# Material shown

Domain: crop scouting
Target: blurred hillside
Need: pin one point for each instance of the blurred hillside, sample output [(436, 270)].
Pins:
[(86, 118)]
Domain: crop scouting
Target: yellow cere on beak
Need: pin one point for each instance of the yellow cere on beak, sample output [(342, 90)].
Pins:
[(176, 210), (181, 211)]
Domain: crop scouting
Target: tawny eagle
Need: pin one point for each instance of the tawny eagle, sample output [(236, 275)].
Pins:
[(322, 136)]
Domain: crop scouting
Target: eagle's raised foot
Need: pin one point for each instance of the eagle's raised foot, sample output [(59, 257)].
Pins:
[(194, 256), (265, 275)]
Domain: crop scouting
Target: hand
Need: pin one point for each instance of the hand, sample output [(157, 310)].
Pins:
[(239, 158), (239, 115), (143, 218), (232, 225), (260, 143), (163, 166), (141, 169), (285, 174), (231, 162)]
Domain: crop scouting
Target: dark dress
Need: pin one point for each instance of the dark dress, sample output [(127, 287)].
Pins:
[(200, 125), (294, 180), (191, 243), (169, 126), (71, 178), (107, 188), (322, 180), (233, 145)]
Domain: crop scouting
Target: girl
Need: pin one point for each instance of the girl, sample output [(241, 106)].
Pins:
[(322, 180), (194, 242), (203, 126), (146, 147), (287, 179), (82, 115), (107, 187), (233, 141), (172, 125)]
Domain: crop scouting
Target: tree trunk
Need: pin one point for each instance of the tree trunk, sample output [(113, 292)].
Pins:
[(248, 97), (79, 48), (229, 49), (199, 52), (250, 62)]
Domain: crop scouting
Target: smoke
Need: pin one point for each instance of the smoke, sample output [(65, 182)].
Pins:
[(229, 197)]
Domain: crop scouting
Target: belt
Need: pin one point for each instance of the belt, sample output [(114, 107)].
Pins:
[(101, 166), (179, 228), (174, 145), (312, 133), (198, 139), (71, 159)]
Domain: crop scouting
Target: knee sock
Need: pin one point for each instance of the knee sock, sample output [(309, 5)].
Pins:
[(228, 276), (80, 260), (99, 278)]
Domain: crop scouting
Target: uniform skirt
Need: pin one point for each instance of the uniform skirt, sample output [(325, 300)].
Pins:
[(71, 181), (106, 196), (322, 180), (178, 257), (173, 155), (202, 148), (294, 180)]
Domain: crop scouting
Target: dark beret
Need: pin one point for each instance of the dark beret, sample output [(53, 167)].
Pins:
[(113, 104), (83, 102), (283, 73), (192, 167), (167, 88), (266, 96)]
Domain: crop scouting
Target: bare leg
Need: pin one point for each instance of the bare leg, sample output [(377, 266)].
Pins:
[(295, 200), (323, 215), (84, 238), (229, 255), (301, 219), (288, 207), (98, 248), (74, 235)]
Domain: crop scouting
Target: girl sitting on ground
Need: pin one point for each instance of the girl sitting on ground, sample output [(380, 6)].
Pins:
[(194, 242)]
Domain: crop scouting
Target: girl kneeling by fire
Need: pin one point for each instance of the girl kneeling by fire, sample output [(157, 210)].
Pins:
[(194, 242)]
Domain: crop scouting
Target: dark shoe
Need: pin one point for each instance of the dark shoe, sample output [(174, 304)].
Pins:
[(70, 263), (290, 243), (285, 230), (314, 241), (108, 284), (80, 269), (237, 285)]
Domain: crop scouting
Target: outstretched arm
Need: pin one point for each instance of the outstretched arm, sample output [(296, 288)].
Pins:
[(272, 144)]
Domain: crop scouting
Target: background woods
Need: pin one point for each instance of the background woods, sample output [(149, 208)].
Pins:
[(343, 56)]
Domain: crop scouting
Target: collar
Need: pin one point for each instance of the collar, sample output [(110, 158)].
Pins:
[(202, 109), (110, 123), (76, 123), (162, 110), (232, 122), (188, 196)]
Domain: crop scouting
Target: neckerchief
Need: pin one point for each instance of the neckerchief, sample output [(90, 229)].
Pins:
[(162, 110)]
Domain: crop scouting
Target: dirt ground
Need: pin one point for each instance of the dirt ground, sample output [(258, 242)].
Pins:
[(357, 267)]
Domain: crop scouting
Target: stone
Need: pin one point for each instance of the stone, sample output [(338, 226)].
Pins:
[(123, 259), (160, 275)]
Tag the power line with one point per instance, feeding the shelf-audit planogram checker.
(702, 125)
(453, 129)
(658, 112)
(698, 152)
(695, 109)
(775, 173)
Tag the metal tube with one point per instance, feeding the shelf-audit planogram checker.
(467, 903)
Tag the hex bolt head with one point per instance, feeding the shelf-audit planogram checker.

# Task directions
Sift the material for lines with the string "sitting". Copy each one found.

# Answer below
Target: girl sitting on ground
Need: pin one point for each instance of the girl sitting on ground, sample output [(380, 6)].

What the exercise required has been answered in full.